— Texte —
Une majorité de femmes dont le travail est invisibilisé, une majorité de femme mal payées. A quand la valorisation du travail des femmes ?

En outre, Amina personnage principal de mon histoire souffre d’une pathologie dont l’existence est minimisée par les médecins. L’existence de la maladie, la douleur et les conséquences sur la vie.
Je veux parler de ça. De la nécessité de la connaissance de la symptomatologie liée au sexe. De la nécessité de l’accès aux soins pour les femmes à égalité avec les hommes.

D’une médecine pour et avec les femmes.
Les fibromes utérins sont des tumeurs bénignes qui se développent en fibres musculaires se gorgeant de sang. Pathologie pour laquelle les solutions de traitement sont symptomatiques. Toutefois, elles existent. Le diagnostic et le partage des solutions possibles se sont améliorés récemment. L’association Fibrome Info France milite pour, depuis 2011 et organisera le premier congrès français du fibrome utérin en juin 2023. Les résultats d’une étude médicale sortis en France en 2021 sont encourageants quant aux alternatives à la chirurgie, notamment avec l’embolisation des artères utérines et la préservation des fonctions ovariennes et reproductrices des femmes.

Au sein du corps médical, l’affection dont souffre cette aide soignante est un nouveau lieu d’invisibilisation. Je trouve important d’en parler et de le porter à la scène.

La représentation d’une femme noire
Je suis une spectatrice très enthousiaste, j’aime aller voir des spectacles dès que possible et je constate que peu de fables s’attache au parcours d’afro-descendants ? alors même que la diaspora africaine est très présente en France. Pour être concernée, je sais que ce métissage culturel d’une richesse apparente ? peut être complexe dans la construction de l’individu. Du point de vue des corps sous-représentés dans les imaginaires et associées à des situations sociales négatives, à la galère, au labeur, aux discriminations, à l’esclavage, aux colonies.
D’où mon envie d’avoir un personnage principal noir, de le prendre entier, avec les membres de sa famille, son ascendance, ses casseroles, et de le valoriser.
D’autres artistes, prenant part à ce défaut de représentation, m’y ont encouragé, lors de mes lectures, séances ciné ou au théâtre. Amandine Gay, Rebecca Chaillon, Léonora Miano, Penda Diouf, debbie tucker green. Je les en remercie.

— Entrées du jeu de données —
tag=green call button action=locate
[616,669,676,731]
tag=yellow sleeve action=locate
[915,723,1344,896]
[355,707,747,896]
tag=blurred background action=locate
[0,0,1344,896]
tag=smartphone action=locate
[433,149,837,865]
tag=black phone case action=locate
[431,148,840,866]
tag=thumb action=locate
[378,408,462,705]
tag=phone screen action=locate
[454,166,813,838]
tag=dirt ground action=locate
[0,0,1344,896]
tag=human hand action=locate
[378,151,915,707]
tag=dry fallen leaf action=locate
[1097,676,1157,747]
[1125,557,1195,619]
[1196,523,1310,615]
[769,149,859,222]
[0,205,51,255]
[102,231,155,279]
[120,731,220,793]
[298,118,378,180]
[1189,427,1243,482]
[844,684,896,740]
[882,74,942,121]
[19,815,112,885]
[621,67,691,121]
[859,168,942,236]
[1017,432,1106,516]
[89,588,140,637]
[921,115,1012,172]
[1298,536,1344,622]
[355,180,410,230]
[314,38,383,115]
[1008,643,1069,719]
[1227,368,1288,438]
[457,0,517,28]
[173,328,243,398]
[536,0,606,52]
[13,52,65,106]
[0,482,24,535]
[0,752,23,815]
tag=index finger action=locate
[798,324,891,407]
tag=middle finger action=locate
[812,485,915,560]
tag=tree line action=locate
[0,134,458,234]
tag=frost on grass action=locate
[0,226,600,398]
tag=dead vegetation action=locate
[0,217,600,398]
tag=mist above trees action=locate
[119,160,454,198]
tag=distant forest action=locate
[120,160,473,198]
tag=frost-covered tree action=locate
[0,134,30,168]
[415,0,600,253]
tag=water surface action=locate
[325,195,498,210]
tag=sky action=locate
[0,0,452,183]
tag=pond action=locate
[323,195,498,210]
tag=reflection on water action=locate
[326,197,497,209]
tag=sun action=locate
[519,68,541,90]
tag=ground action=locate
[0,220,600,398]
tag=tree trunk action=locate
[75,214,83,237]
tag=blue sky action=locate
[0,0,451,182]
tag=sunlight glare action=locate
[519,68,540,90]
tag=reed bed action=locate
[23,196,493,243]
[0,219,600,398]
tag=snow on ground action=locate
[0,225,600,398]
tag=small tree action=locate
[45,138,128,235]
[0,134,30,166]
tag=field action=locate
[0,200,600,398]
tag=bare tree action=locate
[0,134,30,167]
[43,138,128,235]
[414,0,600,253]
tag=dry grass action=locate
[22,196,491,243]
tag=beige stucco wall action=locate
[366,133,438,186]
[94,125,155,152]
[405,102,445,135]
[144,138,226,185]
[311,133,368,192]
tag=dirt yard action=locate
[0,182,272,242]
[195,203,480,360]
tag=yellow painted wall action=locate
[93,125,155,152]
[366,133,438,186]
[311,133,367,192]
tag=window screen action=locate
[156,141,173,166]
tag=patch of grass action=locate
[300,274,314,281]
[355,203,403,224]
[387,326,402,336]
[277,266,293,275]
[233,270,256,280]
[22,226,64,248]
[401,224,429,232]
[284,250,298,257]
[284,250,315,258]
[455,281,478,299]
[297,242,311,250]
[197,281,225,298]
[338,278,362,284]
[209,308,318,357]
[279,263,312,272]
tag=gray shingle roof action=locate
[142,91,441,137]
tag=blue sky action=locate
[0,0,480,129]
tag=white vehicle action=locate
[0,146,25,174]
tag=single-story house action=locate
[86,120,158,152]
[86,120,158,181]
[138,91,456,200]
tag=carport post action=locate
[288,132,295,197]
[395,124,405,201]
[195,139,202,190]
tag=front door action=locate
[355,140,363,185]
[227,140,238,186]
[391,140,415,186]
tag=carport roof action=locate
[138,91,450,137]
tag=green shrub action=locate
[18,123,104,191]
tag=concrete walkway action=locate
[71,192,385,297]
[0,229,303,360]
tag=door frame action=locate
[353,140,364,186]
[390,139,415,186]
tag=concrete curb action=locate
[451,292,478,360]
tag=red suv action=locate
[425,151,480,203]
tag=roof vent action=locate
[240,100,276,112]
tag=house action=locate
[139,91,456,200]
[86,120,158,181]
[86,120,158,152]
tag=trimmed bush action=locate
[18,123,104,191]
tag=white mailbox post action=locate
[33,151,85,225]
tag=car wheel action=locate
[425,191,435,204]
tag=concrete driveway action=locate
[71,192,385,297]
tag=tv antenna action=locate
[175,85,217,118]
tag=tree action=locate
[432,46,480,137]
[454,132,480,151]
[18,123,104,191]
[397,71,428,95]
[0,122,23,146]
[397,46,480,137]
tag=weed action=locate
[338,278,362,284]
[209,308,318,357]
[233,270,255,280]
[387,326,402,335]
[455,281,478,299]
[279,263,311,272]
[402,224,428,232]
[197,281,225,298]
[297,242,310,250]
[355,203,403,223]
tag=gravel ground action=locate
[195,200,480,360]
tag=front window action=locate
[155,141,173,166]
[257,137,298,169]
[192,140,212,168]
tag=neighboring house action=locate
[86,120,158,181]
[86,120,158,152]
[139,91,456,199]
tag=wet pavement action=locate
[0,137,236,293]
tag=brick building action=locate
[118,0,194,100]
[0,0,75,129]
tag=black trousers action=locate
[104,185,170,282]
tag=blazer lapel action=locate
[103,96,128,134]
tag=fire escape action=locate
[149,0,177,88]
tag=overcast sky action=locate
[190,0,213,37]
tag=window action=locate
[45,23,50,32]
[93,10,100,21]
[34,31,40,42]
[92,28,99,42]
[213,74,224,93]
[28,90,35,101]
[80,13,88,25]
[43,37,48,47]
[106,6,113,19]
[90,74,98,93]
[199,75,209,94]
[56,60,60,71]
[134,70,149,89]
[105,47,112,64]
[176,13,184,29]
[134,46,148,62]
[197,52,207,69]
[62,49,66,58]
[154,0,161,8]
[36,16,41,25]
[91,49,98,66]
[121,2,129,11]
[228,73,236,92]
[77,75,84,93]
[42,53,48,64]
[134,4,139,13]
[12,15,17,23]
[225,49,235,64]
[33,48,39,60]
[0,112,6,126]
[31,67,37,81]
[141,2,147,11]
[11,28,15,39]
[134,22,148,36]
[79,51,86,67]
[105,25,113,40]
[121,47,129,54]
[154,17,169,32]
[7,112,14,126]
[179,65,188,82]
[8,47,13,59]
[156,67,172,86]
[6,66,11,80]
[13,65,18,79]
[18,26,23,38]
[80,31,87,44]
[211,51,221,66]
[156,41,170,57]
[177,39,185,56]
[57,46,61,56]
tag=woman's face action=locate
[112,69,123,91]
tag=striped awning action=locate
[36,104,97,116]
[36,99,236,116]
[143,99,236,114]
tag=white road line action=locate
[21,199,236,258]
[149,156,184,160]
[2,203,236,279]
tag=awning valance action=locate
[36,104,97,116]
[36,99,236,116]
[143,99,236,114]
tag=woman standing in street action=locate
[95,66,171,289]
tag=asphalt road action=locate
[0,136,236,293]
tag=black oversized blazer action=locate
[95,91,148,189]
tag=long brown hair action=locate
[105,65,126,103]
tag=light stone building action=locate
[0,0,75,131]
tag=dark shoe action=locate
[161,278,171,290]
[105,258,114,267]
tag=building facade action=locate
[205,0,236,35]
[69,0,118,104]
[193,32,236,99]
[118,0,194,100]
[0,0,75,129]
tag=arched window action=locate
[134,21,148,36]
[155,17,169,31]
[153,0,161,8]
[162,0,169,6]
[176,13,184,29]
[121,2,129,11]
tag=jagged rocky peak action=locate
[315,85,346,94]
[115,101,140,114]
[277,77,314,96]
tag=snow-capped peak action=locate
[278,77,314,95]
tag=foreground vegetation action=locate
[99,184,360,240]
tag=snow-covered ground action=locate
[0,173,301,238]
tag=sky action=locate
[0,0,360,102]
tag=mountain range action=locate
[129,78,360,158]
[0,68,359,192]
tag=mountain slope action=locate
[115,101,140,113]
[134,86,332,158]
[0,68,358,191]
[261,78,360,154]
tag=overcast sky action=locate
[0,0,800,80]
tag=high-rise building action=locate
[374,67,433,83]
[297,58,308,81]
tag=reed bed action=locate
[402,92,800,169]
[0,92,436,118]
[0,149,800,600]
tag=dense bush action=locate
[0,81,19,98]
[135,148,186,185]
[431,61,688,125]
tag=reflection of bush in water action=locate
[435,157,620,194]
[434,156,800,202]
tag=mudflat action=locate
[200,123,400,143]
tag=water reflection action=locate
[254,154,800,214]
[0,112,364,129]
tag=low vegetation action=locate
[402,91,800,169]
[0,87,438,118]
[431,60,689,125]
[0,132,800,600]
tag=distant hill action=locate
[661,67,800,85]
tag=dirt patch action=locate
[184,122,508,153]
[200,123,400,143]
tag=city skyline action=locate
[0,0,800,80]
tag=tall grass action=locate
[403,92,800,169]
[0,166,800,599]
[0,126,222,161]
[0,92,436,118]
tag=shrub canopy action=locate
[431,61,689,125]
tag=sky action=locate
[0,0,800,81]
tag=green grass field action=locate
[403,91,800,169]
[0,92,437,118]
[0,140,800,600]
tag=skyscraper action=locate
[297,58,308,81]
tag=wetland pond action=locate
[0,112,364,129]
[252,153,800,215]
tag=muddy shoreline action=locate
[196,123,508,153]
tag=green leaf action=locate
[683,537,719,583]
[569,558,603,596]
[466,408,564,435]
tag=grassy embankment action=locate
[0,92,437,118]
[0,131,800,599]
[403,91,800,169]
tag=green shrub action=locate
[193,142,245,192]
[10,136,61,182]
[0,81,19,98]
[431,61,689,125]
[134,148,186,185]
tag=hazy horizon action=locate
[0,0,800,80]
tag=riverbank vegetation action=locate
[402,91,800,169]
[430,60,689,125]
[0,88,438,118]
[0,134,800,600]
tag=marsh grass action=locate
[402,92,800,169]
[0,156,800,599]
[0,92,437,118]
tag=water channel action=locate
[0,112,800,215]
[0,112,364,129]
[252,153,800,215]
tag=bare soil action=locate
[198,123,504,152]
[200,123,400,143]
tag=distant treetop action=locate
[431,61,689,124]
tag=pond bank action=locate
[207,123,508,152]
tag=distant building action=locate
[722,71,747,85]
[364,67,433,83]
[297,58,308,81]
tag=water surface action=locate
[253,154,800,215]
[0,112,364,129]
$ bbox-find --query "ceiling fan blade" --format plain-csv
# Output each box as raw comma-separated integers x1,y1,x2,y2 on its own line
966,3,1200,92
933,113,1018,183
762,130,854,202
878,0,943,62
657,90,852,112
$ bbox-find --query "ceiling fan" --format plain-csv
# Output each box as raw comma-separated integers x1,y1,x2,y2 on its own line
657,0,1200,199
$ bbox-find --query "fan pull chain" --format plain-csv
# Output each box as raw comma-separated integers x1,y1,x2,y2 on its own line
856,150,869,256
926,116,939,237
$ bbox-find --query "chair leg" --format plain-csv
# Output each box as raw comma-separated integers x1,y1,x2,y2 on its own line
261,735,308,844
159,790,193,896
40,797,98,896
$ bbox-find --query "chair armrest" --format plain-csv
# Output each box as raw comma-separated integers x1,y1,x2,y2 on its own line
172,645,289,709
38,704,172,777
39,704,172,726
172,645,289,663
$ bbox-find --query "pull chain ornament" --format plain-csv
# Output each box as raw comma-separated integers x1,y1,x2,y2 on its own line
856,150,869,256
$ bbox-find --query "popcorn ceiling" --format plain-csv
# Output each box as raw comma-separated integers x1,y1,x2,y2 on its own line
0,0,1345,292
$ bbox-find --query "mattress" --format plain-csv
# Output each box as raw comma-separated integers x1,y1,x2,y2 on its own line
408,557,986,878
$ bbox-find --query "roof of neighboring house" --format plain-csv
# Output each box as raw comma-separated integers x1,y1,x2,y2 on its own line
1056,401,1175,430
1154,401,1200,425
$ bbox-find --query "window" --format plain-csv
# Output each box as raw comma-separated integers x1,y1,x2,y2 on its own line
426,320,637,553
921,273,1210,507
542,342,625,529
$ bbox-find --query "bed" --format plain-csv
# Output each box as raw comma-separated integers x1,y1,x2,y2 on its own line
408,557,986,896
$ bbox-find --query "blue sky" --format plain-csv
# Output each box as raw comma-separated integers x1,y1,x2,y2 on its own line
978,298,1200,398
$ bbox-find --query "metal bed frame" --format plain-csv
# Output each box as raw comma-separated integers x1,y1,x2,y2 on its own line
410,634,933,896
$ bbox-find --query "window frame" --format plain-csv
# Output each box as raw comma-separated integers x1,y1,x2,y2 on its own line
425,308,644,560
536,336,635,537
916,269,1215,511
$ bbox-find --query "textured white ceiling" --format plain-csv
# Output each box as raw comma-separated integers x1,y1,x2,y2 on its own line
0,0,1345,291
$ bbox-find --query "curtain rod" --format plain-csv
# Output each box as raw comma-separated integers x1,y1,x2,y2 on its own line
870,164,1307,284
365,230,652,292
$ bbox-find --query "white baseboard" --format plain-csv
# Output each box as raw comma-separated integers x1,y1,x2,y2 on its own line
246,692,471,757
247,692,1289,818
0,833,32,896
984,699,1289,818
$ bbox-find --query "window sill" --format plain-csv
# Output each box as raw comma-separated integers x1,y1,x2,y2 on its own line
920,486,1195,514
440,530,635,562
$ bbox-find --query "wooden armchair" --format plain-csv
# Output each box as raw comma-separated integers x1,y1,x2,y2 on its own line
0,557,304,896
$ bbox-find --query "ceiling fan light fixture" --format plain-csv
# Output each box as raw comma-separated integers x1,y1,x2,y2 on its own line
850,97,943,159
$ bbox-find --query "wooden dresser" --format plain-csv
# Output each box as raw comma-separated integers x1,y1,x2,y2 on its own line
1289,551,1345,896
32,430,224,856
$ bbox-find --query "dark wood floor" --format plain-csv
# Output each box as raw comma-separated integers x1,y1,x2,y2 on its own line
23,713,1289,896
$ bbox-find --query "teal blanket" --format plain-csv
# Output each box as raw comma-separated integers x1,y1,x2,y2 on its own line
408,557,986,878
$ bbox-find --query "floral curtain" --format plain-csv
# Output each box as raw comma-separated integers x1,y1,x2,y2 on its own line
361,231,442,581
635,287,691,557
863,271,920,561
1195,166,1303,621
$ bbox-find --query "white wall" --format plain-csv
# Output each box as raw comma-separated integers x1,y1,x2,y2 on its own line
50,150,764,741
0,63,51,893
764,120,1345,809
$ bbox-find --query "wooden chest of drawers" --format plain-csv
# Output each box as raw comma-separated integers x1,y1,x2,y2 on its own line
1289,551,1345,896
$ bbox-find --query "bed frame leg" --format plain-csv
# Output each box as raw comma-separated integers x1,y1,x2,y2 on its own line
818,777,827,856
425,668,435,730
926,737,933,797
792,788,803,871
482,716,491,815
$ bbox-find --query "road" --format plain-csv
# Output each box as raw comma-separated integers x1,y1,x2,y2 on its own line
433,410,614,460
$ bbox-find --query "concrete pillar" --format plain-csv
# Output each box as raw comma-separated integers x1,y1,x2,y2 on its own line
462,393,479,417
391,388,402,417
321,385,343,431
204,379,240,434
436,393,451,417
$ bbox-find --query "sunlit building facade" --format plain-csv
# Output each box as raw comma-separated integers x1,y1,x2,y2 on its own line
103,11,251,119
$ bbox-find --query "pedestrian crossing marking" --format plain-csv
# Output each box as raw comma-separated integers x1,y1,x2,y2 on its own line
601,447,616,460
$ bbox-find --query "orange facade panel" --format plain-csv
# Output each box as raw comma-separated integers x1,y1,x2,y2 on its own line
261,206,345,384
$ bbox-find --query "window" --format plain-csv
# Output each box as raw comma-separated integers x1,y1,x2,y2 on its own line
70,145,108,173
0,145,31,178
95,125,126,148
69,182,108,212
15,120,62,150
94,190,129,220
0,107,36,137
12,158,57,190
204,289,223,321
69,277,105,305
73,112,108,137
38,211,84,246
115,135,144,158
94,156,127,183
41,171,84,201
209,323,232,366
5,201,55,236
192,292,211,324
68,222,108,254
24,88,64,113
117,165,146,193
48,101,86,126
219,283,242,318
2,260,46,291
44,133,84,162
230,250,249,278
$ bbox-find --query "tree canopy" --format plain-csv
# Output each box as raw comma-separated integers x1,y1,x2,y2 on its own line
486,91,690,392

— À compléter —
1. Relevez tous les noms d'artistes cités dans le texte.
2. D'après le texte, depuis quelle année l'association Fibrome Info France milite-t-elle ?
3. Reprenez le texte sur la représentation d'une femme noire après sa dernière phrase.
Les lignes ne sont d'aucune utilité ici.

— Corrigés —
1. Amandine Gay, Rebecca Chaillon, Léonora Miano, Penda Diouf, debbie tucker green.

2. Depuis 2011.

3.
Les usagers, « nous » public en regard
En passant du statut de soignante à soignée, le personnage d’Amina bascule dans le commun des mortels. Pour moi, la situation de détresse face à la maladie, le sentiment de solitude, la perte momentanée d’autonomie est universelle. Nous sommes plus ou moins accidentés, démunis, sujet du vieillissement. Parler de cette vulnérabilité, c’est marquer un trait d’union et sublimer les épreuves et la peur.
Cette fiction d’identification situe une femme souffrant d’une affection gynécologique, et concerne le plus grand nombre.
Quel signifiant porte le ventre aux différents âges de la vie? Quelle projection s’érige dans notre regard sur la fonction de cet organe selon notre âge, notre mode de vie, notre genre, le milieu social dans lequel on évolue? Ces questions traversent l’écriture de la pièce.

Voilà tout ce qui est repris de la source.